Top of THE DATA
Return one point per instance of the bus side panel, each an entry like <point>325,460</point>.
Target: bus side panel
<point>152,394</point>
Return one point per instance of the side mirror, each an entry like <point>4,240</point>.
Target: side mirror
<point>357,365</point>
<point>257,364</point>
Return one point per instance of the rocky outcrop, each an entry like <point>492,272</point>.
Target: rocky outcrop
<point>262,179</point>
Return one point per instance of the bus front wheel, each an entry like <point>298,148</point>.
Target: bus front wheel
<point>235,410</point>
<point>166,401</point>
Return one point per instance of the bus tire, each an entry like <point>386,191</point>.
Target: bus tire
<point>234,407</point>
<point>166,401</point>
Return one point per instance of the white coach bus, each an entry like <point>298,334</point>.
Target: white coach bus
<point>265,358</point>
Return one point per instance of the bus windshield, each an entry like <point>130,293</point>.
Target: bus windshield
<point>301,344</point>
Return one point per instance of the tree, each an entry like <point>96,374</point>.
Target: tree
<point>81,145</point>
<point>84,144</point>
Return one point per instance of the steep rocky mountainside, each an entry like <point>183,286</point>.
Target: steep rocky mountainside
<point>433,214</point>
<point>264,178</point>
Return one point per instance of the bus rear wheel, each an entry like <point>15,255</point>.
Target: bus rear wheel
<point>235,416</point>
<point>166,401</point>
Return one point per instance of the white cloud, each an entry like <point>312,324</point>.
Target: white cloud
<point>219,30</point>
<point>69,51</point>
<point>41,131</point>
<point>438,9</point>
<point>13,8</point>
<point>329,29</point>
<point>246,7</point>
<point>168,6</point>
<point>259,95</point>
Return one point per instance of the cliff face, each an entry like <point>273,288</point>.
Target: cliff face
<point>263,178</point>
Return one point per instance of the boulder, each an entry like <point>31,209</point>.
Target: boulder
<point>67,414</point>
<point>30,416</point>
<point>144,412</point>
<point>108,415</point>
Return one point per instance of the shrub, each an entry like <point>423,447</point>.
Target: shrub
Bottom of THE DATA
[HOW TO COMPLETE THIS TASK] Nothing above should be left out; write out every record exactly.

[TASK ANSWER]
Return one point per instance of the bus side panel, each an entry like <point>325,460</point>.
Target: bus side panel
<point>152,394</point>
Return one point per instance of the side mirror, each an entry like <point>4,240</point>.
Target: side mirror
<point>357,365</point>
<point>257,364</point>
Return one point per instance of the rocky outcrop, each an entry like <point>492,272</point>.
Target: rocky outcrop
<point>262,179</point>
Return one point per instance of the bus front wheel, each an entry like <point>298,148</point>.
Target: bus front wheel
<point>235,410</point>
<point>166,401</point>
Return one point per instance of the bus tire, each an entry like <point>386,191</point>.
Target: bus tire
<point>234,407</point>
<point>166,401</point>
Return one point per instance of the white coach bus, each an entry like <point>298,334</point>.
Target: white coach bus
<point>265,358</point>
Return one point per instance of the bus windshield, each an entry like <point>130,293</point>.
Target: bus windshield
<point>301,344</point>
Return one point per instance of the tree, each an entry like <point>96,374</point>.
Target: tree
<point>81,145</point>
<point>84,144</point>
Return one point per instance of the steep rocky mountainside, each an entry like <point>183,286</point>.
Target: steep rocky mountainside
<point>433,214</point>
<point>264,178</point>
Return one point per instance of the bus rear wheel, each an entry like <point>15,255</point>.
Target: bus rear wheel
<point>235,416</point>
<point>166,401</point>
Return one point per instance of the white cloud, each an entry like <point>312,324</point>.
Target: white cloud
<point>219,30</point>
<point>69,51</point>
<point>41,131</point>
<point>438,9</point>
<point>13,8</point>
<point>329,29</point>
<point>246,7</point>
<point>168,6</point>
<point>259,95</point>
Return one point per instance of the cliff face, each an entry like <point>273,288</point>.
Target: cliff face
<point>263,178</point>
Return one point per instance of the boulder, each an entry like <point>31,209</point>.
Target: boulder
<point>67,414</point>
<point>30,416</point>
<point>144,412</point>
<point>108,415</point>
Return one point per instance of the shrub, each an entry like <point>423,447</point>.
Target: shrub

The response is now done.